### Texto de partida
Postais de Cannes (7)
Textos: JOÃO LOPES e NUNO GALOPIM
7. Através de títulos como Plataforma (2000), 24 City (2008) ou Histórias de Shanghai – Quem Me Dera Saber (2010), Jia Zhang-Ke tem sido um exemplar retratista da China, por assim dizer, forçando o realismo a integrar as perturbações de um delírio à beira do fantástico. No caso de Mountains May Depart, a sua solução tem tanto de observação metódica como de ironia política. Assim, seguimos as personagens principais (dois rapazes e uma rapariga) em 1999, celebrando as utopias do novo milénio, em 2014, reflectindo o presente da rodagem, e por fim em… 2025. O resultado é uma ficção científica em que a especulação, paradoxalmente, nunca abandona a mais rigorosa verosimilhança — a China como mãe silenciosa da angústia dos seus filhos. – J.L.

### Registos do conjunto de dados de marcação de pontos
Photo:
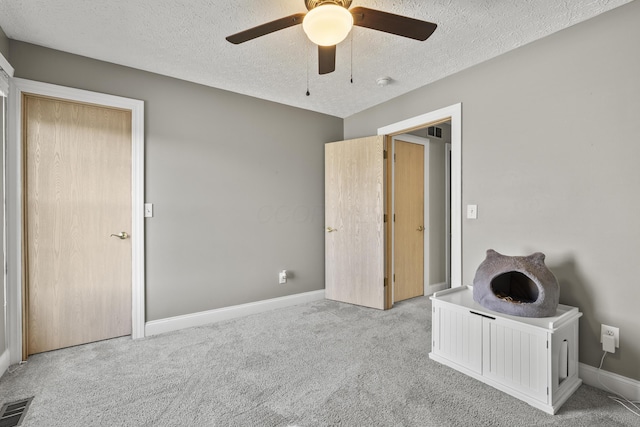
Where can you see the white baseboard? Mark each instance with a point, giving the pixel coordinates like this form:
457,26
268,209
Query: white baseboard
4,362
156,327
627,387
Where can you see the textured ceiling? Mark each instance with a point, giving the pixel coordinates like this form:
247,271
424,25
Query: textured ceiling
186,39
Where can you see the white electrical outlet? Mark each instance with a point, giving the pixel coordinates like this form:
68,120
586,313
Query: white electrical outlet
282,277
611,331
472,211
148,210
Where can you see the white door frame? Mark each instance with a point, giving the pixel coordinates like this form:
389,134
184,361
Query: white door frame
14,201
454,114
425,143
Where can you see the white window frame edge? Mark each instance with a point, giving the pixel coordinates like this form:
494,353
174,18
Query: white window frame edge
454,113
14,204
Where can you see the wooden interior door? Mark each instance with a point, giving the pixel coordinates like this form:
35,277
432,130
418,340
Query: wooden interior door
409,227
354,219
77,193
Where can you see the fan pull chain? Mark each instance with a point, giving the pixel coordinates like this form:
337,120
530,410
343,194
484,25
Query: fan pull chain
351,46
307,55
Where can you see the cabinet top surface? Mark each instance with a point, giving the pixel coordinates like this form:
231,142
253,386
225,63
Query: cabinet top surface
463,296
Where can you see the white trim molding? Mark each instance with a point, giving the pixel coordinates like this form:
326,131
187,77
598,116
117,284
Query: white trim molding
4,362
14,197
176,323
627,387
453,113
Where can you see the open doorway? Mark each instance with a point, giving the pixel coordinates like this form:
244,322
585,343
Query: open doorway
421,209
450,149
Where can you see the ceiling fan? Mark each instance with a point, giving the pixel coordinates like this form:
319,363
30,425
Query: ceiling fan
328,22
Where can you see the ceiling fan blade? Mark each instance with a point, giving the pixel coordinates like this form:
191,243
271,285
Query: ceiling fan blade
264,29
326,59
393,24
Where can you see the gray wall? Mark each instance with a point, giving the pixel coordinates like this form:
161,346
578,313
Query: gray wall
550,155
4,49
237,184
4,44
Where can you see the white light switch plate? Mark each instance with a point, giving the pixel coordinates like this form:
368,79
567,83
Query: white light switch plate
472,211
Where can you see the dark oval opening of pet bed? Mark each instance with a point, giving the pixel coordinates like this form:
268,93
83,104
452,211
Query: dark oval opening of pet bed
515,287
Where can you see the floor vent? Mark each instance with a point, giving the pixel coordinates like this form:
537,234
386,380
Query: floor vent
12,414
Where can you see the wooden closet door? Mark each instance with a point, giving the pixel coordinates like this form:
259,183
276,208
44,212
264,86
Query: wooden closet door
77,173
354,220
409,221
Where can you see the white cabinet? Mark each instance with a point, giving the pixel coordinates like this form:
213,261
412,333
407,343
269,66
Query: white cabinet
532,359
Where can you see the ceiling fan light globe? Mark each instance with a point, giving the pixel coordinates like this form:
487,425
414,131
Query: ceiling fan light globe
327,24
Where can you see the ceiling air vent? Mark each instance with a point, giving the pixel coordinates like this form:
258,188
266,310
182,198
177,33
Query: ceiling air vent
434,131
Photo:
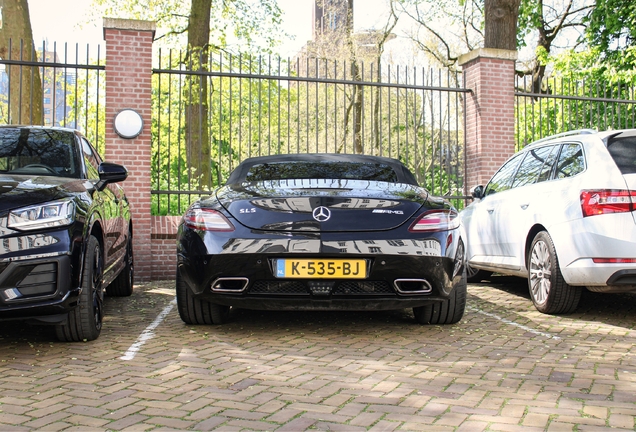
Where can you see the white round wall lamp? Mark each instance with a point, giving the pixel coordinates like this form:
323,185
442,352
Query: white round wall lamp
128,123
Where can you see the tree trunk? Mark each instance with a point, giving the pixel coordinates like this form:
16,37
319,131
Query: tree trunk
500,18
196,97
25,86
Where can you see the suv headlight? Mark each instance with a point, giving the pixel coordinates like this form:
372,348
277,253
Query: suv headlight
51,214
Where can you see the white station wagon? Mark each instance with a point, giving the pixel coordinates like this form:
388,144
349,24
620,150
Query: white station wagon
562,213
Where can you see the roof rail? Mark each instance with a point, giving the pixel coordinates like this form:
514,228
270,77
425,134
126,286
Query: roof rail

### Tarefas do exercício
1. Por favor, repita o texto sobre Jia Zhang-Ke entre "Textos: JOÃO LOPES" e "filhos. – J.L.", inclusive.
2. Prossiga com o texto sobre Jia Zhang-Ke a partir do ponto em que termina.
Os dados não têm qualquer relação com o texto sobre Jia Zhang-Ke.

### Respostas do exercício
1.
Textos: JOÃO LOPES e NUNO GALOPIM
7. Através de títulos como Plataforma (2000), 24 City (2008) ou Histórias de Shanghai – Quem Me Dera Saber (2010), Jia Zhang-Ke tem sido um exemplar retratista da China, por assim dizer, forçando o realismo a integrar as perturbações de um delírio à beira do fantástico. No caso de Mountains May Depart, a sua solução tem tanto de observação metódica como de ironia política. Assim, seguimos as personagens principais (dois rapazes e uma rapariga) em 1999, celebrando as utopias do novo milénio, em 2014, reflectindo o presente da rodagem, e por fim em… 2025. O resultado é uma ficção científica em que a especulação, paradoxalmente, nunca abandona a mais rigorosa verosimilhança — a China como mãe silenciosa da angústia dos seus filhos. – J.L.

2.
Este texto foi originalmente publicado no Sound + Vision
6.Uma das secções mais acessíveis do Festival de Cannes é aquela que todos os serões, pelas 21.00, propõe a exibição de um filme na Plage du Festival. Digo acessível porque a entrada é gratuita, tanto para quem desejar ficar numa das cadeiras de lona em frente ao grande ecrã, como para quem optar por se sentar no areal ao lado ou até mesmo ir acompanhando a projeção dos muros na Croisette. As condições de projeção são ótimas num ecrã que fica instalado mesmo em frente ao mar. O recorte da baía e os barcos compõem o resto do cenário. O som é bom e chega à Croisette, sem ser invasivo face ao que logo depois ali acontece. As sessões decorrem na mesma altura em que o Palais, ali ao lado, acolhe as galas da noite, com dress code. Tão perto e mais diferente não seria possível. No domingo passaram as duas partes de Ivan, O Terrível, de Sergei Eisenstein. Era caso para dizer Eisenstein on the beach… – N. G.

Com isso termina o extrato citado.